=== PROBLEM TO WORK ON ===
For the data below, restate word for word only the lines from the line containing "column 141, row 360" through the line containing "column 594, row 101", both ends included.

=== SUPPLIED ENTRIES ===
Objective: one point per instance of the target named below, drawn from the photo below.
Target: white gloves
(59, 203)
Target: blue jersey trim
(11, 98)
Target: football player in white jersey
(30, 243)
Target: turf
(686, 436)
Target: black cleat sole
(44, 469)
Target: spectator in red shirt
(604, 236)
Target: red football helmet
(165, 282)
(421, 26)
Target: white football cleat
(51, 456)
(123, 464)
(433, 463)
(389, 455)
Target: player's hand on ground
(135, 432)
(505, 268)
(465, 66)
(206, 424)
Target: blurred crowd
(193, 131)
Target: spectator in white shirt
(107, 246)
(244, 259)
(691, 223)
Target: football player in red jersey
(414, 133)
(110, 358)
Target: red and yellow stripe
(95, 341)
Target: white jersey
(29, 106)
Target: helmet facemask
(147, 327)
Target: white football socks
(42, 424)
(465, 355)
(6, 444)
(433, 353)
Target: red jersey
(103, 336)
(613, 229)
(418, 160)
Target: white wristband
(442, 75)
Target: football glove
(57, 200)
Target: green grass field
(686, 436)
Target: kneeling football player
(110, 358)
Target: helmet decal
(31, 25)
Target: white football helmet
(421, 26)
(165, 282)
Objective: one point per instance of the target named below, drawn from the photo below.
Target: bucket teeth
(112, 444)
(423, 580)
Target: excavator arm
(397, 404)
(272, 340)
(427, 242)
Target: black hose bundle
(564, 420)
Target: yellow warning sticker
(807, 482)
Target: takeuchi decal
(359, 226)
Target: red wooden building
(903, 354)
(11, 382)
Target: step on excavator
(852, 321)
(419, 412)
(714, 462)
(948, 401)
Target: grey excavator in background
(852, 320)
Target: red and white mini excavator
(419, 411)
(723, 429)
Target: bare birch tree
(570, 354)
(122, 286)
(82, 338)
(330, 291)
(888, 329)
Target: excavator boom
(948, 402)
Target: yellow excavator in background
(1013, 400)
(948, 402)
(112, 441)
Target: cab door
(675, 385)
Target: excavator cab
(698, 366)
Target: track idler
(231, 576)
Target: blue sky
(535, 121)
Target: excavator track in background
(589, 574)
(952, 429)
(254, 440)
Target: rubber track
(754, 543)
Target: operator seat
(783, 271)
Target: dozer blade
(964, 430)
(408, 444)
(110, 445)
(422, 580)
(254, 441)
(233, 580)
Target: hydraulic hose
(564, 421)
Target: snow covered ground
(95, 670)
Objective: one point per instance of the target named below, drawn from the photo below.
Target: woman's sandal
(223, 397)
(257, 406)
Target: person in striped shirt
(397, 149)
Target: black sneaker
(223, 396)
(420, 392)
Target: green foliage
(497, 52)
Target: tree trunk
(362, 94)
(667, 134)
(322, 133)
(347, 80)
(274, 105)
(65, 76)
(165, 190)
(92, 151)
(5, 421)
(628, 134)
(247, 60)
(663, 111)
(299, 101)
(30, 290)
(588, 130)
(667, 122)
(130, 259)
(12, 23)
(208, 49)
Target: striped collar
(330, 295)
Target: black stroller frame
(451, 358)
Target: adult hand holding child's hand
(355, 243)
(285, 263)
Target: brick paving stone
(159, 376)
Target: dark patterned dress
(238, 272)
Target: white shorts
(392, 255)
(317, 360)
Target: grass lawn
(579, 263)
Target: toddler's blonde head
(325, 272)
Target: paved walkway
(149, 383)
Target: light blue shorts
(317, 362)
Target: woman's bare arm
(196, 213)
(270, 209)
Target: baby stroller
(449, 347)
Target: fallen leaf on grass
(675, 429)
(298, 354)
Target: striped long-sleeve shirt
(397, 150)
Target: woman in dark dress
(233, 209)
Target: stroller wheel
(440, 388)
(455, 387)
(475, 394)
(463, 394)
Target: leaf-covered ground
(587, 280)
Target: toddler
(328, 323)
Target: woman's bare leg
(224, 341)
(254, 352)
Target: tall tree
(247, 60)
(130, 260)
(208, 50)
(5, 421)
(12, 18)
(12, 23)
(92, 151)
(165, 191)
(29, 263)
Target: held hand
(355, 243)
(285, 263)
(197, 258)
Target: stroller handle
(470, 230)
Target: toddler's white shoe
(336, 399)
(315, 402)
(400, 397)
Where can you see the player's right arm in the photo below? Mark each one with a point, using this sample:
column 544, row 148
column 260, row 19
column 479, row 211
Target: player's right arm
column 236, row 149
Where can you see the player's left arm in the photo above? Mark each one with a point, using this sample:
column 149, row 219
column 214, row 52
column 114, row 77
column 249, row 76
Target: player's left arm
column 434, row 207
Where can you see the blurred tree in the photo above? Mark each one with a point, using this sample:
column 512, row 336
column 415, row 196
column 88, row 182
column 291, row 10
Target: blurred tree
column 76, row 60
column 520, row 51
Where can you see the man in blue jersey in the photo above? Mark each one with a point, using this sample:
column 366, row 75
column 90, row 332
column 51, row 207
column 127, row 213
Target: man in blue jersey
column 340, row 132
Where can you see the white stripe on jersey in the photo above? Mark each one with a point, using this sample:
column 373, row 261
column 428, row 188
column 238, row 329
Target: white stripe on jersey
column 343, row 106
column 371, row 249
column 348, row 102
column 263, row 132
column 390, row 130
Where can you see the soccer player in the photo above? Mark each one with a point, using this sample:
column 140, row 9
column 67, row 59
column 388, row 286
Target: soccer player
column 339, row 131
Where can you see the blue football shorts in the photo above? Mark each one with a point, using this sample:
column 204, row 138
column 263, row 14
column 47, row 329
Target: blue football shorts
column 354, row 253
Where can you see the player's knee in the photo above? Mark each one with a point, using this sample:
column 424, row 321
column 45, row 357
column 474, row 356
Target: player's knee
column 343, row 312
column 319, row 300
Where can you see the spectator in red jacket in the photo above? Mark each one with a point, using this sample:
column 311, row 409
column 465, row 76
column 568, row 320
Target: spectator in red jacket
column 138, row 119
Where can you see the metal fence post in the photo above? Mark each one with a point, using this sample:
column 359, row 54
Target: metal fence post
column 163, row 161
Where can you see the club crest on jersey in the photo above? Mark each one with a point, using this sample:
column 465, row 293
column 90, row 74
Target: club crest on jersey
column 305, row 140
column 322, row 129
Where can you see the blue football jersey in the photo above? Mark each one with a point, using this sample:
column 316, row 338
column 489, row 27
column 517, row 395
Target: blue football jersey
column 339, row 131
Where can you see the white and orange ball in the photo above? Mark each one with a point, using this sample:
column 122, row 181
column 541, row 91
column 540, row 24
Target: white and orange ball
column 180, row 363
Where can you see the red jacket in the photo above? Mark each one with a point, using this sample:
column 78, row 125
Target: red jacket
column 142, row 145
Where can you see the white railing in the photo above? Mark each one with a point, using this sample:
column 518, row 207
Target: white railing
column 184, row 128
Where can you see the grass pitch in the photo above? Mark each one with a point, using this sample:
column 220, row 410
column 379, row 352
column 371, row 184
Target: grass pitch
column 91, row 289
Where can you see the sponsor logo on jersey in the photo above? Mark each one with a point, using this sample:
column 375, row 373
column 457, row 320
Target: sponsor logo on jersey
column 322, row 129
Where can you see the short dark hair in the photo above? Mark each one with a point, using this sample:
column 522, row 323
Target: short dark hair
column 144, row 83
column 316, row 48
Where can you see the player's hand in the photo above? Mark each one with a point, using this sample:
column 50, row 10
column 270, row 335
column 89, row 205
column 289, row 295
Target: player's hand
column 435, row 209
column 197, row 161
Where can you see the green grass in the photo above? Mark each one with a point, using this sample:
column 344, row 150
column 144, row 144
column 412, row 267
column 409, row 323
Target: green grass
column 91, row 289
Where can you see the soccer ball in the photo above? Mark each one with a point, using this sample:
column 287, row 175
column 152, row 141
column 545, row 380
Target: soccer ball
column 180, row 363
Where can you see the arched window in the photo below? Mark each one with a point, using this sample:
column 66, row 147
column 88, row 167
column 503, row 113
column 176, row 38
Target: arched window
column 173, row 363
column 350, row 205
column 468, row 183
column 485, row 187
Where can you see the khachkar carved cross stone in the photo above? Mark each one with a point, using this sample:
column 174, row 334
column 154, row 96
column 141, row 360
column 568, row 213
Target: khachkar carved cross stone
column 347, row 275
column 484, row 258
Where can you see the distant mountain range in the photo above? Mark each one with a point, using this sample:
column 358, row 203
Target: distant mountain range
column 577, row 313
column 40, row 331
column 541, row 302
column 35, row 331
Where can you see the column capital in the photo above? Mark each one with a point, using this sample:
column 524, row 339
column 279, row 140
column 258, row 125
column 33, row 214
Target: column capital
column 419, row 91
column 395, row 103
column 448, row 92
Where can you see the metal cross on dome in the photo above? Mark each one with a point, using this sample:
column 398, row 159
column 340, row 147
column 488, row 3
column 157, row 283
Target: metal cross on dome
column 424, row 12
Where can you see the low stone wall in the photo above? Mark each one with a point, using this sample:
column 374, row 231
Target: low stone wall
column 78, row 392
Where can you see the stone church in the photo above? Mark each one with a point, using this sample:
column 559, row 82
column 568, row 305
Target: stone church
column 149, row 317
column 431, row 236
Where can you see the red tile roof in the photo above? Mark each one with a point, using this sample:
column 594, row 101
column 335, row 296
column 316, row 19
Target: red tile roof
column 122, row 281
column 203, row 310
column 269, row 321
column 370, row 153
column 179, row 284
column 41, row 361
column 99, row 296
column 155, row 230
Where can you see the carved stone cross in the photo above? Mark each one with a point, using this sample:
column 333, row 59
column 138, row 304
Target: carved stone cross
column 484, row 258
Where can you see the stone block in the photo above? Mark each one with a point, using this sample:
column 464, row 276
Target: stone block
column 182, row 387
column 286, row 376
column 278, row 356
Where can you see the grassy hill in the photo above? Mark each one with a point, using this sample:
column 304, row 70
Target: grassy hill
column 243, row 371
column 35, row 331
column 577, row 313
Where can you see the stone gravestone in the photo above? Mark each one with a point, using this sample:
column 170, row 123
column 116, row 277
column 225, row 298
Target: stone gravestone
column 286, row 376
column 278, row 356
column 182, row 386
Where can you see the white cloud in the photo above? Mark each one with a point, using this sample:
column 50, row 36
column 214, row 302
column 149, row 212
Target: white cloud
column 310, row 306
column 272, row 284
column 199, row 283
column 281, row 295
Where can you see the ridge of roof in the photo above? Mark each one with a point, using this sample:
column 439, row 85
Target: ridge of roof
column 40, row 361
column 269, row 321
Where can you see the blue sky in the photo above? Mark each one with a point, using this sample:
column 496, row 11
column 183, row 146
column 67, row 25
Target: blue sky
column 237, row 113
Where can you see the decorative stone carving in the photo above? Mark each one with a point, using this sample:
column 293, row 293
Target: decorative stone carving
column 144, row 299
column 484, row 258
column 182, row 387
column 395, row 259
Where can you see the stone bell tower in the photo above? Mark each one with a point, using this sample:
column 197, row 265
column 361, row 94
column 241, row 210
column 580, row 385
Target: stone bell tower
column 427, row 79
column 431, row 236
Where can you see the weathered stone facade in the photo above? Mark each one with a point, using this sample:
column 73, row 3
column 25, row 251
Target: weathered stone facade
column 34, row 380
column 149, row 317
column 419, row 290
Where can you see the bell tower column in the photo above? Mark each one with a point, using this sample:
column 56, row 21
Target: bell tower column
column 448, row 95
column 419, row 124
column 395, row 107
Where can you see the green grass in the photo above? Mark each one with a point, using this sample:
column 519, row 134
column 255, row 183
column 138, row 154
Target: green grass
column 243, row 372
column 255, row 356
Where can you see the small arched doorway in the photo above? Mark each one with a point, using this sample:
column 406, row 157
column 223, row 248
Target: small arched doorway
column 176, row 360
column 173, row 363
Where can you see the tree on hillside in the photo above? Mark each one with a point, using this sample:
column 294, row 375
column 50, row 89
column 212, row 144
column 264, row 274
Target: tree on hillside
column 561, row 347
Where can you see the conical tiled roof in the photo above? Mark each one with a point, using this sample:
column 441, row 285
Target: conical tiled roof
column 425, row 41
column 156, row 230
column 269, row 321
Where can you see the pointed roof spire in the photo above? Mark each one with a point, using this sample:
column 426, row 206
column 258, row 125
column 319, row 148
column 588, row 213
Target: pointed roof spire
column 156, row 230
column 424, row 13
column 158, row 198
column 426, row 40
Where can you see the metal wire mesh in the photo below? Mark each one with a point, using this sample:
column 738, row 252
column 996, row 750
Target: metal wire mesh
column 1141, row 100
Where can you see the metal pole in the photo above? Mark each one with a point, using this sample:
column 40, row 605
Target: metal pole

=== TASK SOLUTION ===
column 141, row 360
column 568, row 213
Target: khachkar carved cross stone
column 347, row 275
column 484, row 258
Where can you see the distant mountain range in the photo above? Mark each one with a point, using this sample:
column 358, row 203
Target: distant mountain range
column 577, row 313
column 40, row 331
column 541, row 302
column 35, row 331
Where can you see the column capital in the photo above? Mark each one with a point, using this sample:
column 524, row 339
column 279, row 140
column 258, row 125
column 33, row 214
Target: column capital
column 419, row 91
column 395, row 103
column 448, row 92
Where can you see the metal cross on dome in the photo above? Mark each one with a point, using this sample:
column 398, row 159
column 340, row 147
column 488, row 3
column 157, row 283
Target: metal cross on dome
column 424, row 12
Where can you see the low stone wall in the photo above? Mark each one with a point, using this sample:
column 374, row 231
Target: low stone wall
column 78, row 392
Where can you see the stone church in the photo above? Mark each one with a point, using this sample:
column 559, row 82
column 568, row 305
Target: stone church
column 149, row 317
column 431, row 236
Where can you see the red tile roof in the photo above? Mark each one with a point, using this sample:
column 594, row 101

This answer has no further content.